> **Short exercise**:
Reproduce all of the material below, changing every "drill" to "exercise" and keeping everything else identical. Omit the pictures.

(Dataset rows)
begin
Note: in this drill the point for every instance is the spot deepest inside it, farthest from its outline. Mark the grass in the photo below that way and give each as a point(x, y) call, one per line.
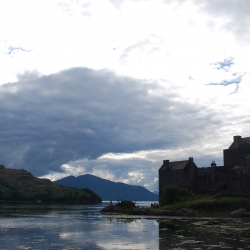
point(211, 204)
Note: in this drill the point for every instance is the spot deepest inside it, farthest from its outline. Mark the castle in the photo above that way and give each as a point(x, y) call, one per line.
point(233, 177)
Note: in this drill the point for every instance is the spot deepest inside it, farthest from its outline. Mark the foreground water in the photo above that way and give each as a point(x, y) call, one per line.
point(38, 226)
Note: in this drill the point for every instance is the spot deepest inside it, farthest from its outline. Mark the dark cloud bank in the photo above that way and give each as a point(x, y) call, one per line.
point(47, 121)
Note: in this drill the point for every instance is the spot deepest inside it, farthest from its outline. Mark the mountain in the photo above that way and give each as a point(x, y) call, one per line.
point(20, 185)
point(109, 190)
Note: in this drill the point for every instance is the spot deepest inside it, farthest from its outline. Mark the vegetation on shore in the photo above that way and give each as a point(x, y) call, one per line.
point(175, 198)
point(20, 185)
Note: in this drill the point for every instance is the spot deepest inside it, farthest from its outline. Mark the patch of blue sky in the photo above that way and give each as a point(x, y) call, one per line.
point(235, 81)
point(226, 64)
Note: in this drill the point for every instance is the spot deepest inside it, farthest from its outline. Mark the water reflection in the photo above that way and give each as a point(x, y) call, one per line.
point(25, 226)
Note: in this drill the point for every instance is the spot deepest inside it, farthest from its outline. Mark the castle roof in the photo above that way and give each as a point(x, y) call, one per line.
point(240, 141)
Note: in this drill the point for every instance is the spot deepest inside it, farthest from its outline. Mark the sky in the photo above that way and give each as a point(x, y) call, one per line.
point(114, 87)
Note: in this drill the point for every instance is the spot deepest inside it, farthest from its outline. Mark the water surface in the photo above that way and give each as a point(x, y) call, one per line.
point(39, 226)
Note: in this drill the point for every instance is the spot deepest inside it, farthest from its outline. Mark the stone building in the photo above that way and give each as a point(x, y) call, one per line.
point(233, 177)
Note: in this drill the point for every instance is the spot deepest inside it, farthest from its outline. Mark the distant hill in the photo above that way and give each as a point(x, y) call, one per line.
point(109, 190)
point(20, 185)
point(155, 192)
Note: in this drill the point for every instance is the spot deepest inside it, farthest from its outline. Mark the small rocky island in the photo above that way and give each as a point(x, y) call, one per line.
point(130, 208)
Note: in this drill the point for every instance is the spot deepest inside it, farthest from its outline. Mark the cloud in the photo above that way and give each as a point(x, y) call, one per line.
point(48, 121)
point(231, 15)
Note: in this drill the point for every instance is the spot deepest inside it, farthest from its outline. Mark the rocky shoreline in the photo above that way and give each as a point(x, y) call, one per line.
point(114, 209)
end
> **The reply**:
Note: in this exercise the point for every instance is the spot deepest inside it, farthest from its outline. Mark the grass in the photo below that way and give each as a point(x, y) call, one per line.
point(211, 204)
Note: in this exercise the point for every instance is the spot deepest inside it, farthest from its outline. Mark the castle in the photo above that way and give each as a point(x, y) call, one per line.
point(233, 177)
Note: in this exercise the point for every instance is the spot deepest inside it, farthest from its outline. Mark the foreground water in the photo above that way and give each as a point(x, y) call, one per line.
point(38, 226)
Note: in this exercise the point for every instance is the spot deepest inside it, farthest from its outline. Mark the dark cloud bank in the photo above that way and give each as a point(x, y) call, one per line.
point(47, 121)
Note: in this exercise the point for every instance is the spot deepest inside it, farthest from its outline. Mark the mountain in the photo above that way and give each as a point(x, y) call, one per line.
point(20, 185)
point(109, 190)
Note: in this exercise the point for every instance is the spot deepest inside it, farthest from its outline. Mark the vegetation on shore in the photo above that way and give each as a point(x, y) call, one per line.
point(175, 198)
point(20, 185)
Note: in this exercise the point for every instance is the spot deepest inside it, farthest from its outline. Mark the patch of blue sky in the photo above that way and give each as a point(x, y) call, one per line.
point(235, 81)
point(226, 64)
Note: in this exercise the point for every instance is the spot deepest inside it, farthest from its outline. Mark the water reflection in the photo above that way and give each as a point(x, y) call, one per line.
point(25, 226)
Note: in this exercise the point for every instance is the spot deepest inside it, farthest from its outline. Mark the castle roof in the photo above that way and give each as a point(x, y) call, one per line.
point(240, 141)
Note: in this exercise the point for every instance is the spot deepest inside it, farthest from its outline. Mark the sky in the photo above that way and give each as a point(x, y) call, one per line.
point(114, 87)
Note: in this exercise the point for every instance is the spot deepest inside it, farthest from its outline. Mark the water surface in the photo above that way and give each as a point(x, y) call, one per line.
point(39, 226)
Note: in this exercise the point for every instance is the spot deepest inside it, farthest from its outline. Mark the stone building in the photo above that way and give each as a point(x, y) call, one per line.
point(233, 177)
Note: in this exercise the point for every instance is the spot deepest inside it, farthest from its outline. Mark the distant hill in the photo above that way and give each as a point(x, y) call, one per line.
point(109, 190)
point(20, 185)
point(155, 192)
Note: in this exercise the point for every instance is the spot deepest inside it, farthest from its outline. Mark the small rocky island in the photo above that way and give each as a point(x, y) call, one per line.
point(130, 208)
Note: in this exercise the point for every instance is the spot deepest inside it, farthest from its outline. Mark the cloud in the photo above that way and give each as a point(x, y) call, one per line.
point(48, 121)
point(231, 15)
Note: in this exercise the point for every instance is the spot deepest inside it, farthest from its outline. Mark the rocky shoreline in the photo above that way and give each as a point(x, y) call, one per line.
point(114, 209)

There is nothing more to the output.